Which lines of the entries below run from the one holding "Task: complete every" to the one holding "box: [0, 0, 1500, 646]", inclusive? Set down exactly those lines and no others.
───── DATA TO USE
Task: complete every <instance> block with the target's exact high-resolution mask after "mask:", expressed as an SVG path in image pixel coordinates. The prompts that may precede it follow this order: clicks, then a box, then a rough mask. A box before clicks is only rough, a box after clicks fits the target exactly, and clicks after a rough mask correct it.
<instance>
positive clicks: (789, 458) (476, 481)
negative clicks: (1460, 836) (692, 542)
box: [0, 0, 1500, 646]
──────────
───── DATA TO USE
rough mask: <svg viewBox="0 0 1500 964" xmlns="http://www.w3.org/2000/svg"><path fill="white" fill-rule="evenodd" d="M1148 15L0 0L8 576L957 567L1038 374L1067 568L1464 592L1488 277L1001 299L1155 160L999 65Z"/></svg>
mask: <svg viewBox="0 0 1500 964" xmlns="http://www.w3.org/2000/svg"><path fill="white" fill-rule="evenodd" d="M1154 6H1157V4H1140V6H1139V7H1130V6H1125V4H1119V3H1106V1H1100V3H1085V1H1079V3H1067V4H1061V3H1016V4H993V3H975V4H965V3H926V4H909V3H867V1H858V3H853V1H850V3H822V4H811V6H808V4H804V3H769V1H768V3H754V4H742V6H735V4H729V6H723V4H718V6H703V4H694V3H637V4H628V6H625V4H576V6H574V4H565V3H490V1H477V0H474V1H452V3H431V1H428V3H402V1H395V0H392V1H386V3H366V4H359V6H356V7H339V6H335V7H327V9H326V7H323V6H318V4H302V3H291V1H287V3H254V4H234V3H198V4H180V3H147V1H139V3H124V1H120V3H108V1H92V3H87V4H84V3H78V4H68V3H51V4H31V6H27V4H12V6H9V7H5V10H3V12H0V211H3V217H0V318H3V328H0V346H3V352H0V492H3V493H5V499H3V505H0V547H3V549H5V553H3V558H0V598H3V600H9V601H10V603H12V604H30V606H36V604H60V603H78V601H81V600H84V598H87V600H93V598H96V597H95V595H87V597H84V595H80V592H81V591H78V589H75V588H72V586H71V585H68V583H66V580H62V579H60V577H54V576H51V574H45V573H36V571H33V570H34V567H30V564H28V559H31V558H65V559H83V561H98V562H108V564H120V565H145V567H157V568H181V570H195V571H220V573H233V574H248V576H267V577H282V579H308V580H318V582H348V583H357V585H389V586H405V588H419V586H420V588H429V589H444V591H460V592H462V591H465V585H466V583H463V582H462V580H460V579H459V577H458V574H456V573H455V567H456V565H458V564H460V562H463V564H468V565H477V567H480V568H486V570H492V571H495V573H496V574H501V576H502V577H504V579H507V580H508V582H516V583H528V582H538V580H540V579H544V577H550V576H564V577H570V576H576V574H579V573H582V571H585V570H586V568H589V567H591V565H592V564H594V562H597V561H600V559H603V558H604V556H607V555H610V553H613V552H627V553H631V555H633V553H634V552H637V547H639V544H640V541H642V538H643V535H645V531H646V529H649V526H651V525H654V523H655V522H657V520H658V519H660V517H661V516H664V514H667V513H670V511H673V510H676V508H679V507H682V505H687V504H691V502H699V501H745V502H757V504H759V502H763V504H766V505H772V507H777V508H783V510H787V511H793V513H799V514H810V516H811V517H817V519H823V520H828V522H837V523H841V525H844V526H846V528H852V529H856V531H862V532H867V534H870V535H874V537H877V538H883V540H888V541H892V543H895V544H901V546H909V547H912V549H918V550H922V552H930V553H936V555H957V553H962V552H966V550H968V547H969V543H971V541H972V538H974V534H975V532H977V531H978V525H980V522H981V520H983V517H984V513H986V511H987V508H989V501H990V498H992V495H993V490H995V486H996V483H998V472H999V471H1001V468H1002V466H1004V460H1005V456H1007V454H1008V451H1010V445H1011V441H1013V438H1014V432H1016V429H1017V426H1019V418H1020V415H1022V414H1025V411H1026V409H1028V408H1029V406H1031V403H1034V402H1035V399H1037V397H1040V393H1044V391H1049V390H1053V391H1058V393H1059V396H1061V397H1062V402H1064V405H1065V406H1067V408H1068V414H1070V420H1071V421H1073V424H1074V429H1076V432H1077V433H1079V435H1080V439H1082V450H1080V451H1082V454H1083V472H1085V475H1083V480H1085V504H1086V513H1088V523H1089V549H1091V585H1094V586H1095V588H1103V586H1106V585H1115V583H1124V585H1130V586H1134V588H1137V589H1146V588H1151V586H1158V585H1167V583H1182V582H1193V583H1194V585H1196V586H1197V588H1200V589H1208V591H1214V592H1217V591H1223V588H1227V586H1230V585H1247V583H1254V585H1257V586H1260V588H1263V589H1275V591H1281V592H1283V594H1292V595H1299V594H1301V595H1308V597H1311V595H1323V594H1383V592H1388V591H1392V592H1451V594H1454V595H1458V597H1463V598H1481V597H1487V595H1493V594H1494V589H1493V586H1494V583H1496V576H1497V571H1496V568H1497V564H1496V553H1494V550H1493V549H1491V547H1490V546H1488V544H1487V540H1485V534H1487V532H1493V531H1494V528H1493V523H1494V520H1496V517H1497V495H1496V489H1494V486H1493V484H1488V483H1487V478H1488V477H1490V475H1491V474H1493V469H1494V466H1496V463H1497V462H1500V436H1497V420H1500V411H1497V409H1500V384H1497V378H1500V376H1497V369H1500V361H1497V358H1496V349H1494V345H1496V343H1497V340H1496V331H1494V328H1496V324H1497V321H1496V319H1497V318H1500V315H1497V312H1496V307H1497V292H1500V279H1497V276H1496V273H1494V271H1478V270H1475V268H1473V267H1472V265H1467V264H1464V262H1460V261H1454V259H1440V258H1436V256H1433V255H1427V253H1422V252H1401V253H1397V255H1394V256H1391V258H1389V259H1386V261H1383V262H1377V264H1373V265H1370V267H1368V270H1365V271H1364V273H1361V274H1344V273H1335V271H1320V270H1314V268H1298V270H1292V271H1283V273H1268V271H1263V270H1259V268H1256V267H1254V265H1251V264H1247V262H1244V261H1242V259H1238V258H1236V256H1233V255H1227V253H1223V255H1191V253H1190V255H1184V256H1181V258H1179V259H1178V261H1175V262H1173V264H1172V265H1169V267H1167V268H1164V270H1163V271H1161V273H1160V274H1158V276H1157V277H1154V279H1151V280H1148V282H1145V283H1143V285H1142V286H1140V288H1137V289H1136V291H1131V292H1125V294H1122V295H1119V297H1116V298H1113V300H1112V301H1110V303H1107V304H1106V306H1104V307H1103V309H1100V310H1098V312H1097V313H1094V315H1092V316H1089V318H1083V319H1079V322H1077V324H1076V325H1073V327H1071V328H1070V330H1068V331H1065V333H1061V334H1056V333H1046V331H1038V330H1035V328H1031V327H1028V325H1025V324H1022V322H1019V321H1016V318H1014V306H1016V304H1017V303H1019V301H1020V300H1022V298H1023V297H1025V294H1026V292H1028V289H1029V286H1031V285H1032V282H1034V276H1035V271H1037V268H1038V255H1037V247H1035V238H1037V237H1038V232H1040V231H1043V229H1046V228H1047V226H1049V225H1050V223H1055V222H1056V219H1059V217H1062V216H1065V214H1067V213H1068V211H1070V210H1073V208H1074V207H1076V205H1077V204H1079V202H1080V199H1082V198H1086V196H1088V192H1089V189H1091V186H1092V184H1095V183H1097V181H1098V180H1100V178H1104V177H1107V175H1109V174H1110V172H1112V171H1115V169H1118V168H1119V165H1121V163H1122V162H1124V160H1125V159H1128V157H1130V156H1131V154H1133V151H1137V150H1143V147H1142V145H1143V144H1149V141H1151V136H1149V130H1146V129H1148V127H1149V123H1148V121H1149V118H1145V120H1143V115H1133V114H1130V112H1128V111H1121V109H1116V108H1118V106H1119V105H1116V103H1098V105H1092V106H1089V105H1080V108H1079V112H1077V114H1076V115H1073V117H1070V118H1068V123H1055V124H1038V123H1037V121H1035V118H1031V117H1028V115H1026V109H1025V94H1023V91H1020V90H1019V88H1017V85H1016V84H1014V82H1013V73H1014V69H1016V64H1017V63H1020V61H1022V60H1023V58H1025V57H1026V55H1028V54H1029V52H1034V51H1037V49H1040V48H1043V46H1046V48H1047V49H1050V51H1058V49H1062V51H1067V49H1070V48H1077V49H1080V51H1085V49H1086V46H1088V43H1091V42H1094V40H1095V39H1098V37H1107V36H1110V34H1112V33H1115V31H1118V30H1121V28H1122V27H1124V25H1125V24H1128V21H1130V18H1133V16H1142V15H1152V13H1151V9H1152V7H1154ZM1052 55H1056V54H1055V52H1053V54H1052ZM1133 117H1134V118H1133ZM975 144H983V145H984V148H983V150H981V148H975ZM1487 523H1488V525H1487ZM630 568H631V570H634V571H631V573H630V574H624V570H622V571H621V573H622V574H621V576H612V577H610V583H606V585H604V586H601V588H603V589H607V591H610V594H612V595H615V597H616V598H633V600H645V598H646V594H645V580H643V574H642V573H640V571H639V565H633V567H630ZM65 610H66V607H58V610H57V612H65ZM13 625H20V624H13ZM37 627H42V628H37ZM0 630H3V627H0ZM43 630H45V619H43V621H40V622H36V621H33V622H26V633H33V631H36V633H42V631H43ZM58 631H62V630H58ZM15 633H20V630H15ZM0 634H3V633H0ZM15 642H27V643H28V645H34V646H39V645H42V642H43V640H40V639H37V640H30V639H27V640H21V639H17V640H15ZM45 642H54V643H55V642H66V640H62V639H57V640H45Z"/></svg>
──────────
───── DATA TO USE
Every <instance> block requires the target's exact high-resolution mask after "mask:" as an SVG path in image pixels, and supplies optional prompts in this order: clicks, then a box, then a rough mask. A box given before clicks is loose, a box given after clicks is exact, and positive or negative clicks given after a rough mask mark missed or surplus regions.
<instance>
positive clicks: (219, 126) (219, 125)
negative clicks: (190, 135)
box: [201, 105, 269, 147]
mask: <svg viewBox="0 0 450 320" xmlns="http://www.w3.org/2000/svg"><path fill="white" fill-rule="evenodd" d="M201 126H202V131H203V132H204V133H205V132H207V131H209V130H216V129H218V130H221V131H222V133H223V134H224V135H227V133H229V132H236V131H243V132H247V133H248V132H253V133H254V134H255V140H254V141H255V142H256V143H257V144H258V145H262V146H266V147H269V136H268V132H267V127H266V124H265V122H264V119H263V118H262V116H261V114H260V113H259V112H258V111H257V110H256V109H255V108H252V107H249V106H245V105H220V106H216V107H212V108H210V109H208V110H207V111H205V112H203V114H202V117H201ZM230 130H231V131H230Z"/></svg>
──────────
* **SOLUTION FOR THIS EXERCISE**:
Task: complete every <instance> block with the target's exact high-resolution mask after "mask:", expressed as an SVG path in image pixel coordinates. The prompts that may precede it follow this order: clicks, then a box, then a rough mask. A box before clicks is only rough, a box after clicks fits the target exactly, and clicks after a rough mask correct it.
<instance>
positive clicks: (789, 458) (476, 481)
negative clicks: (1460, 836) (692, 542)
box: [0, 0, 1500, 646]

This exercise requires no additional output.